## Exercises
1 – Write out the part of the article on New York's COVID numbers that begins at the words "And 154 New" and stops after "group living facilities.".
2 – Extend the article on New York's COVID numbers, starting right after its last sentence.

Compared with the last few weeks, New York’s COVID numbers look good

Brookhaven National Lab Director Doon Gibbs shows Gov. Kathy Hochul a larger-than-life model of a COVID-19 virus particle on Friday, Jan. 21, 2022. (Governor's Office)

Brookhaven National Lab Director Doon Gibbs shows Gov. Kathy Hochul a larger-than-life model of a COVID-19 virus particle on Friday, Jan. 21, 2022. (Governor's Office)

ALBANY — The COVID virus appears to be continuing its retreat from the huge surge earlier this month, but once again, progress is relative:

The statewide positive test rate hit its lowest level in a month Thursday, but was still nearly 10%.

1,706 COVID patients were discharged Thursday from New York hospitals but 1,357 others were admitted.

The number of lab-confirmed positive tests Thursday was less than a third of the 90,132 reported statewide two weeks ago but it was still more than 28,000 — a huge number in any period except the last four weeks, and one that doesn’t count all the positive results with the take-home kits the state is handing out by the millions.

And 154 New Yorkers died in hospitals and nursing homes Thursday.

Gov. Kathy Hochul tempered optimism with caution during a news conference Friday, noting the progress and noting that improvement has been followed by downturns more than once in the last two years as New York battled the pandemic.

“We’re not through the surge yet, but boy, those numbers look good. And I’m really excited,” she said.

Hochul said the state has ordered millions more take-home test kits, a key part of the strategy to keep schools open.

The number in-hand or in the pipeline is now 73 million, she said; 16 million of them have been distributed to the public, including 10 million to schools and 2 million to nursing homes and other group living facilities.

The decline of the COVID surge is most pronounced downstate, the governor said.

“There’s a lag of about two weeks for upstate New York,” she said. “We’re continuing to monitor upstate. We do have a lot of overwhelmed hospitals there, and we need to keep addressing that and deploying people.”

Hochul said more National Guard members will be heading to understaffed New York City nursing homes, and later to stressed facilities upstate. Some are medically trained and will provide care, others will provide general assistance.

## Data listing
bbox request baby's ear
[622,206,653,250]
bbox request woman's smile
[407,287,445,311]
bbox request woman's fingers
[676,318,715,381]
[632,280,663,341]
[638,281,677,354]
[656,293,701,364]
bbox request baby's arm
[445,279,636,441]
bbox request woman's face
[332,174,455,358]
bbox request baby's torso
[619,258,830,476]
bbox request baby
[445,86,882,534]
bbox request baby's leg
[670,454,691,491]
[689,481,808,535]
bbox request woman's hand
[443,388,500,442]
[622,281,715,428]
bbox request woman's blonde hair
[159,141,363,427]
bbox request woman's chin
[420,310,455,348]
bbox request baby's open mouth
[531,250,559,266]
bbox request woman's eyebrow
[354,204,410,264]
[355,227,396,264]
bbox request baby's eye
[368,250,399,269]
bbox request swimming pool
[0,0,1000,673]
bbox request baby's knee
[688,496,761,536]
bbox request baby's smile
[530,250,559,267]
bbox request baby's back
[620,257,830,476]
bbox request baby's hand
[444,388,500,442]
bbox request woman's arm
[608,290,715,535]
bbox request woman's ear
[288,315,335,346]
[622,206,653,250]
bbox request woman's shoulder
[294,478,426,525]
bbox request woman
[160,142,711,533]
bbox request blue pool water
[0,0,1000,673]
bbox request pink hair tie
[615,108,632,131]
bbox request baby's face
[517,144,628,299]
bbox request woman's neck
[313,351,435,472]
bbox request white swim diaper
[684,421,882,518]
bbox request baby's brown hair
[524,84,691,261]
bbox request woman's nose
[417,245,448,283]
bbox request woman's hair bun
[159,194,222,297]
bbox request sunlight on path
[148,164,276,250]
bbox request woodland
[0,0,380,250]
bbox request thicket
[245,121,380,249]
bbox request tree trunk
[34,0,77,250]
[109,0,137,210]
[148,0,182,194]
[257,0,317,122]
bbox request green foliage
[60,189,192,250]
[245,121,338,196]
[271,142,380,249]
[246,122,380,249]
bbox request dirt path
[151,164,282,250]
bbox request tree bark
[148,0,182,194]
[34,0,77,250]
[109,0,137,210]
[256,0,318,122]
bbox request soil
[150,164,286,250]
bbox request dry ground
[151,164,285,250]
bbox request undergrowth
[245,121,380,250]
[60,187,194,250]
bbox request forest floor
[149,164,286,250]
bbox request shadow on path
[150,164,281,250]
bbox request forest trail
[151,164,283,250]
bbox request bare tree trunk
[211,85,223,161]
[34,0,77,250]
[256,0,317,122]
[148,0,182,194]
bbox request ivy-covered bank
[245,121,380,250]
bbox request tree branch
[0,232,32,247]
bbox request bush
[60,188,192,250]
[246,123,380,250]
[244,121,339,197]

## Answers in order
1 –
And 154 New Yorkers died in hospitals and nursing homes Thursday.

Gov. Kathy Hochul tempered optimism with caution during a news conference Friday, noting the progress and noting that improvement has been followed by downturns more than once in the last two years as New York battled the pandemic.

“We’re not through the surge yet, but boy, those numbers look good. And I’m really excited,” she said.

Hochul said the state has ordered millions more take-home test kits, a key part of the strategy to keep schools open.

The number in-hand or in the pipeline is now 73 million, she said; 16 million of them have been distributed to the public, including 10 million to schools and 2 million to nursing homes and other group living facilities.

2 –
Five Guard members are already working at the Glendale Home, the skilled nursing facility operated by Schenectady County.

Glendale has been able to increase its staffing levels over the past year by hiring new employees, incentivizing existing employees to stay, and by bringing in per-diem health professionals who are not employees. 

Even with all that, a spokeswoman said, the county is continually looking for new employees to further expand the Glendale workforce.


Three weeks into the new year, state Department of Health data paints a mixed picture for Albany, Fulton, Montgomery, Rensselaer, Saratoga, Schenectady and Schoharie counties:

  • For the first 20 days of 2022, the seven local counties reported 142% more lab-confirmed infections among residents than in the same period a year ago, plus an unknown number of positive tests with the at-home self-test kits. But the number of new positives has recently been declining most days in most of the counties.
  • The number of people hospitalized with COVID in January 2022 is well below the 2021 number in those counties, and about 30% of those now hospitalized weren’t admitted because of COVID symptoms — they have other problems, but happen to have a mild case of COVID as well.
  • Finally, the number of resident deaths attributed to COVID in the first 20 days of this year is less than half the total in the same period of 2021.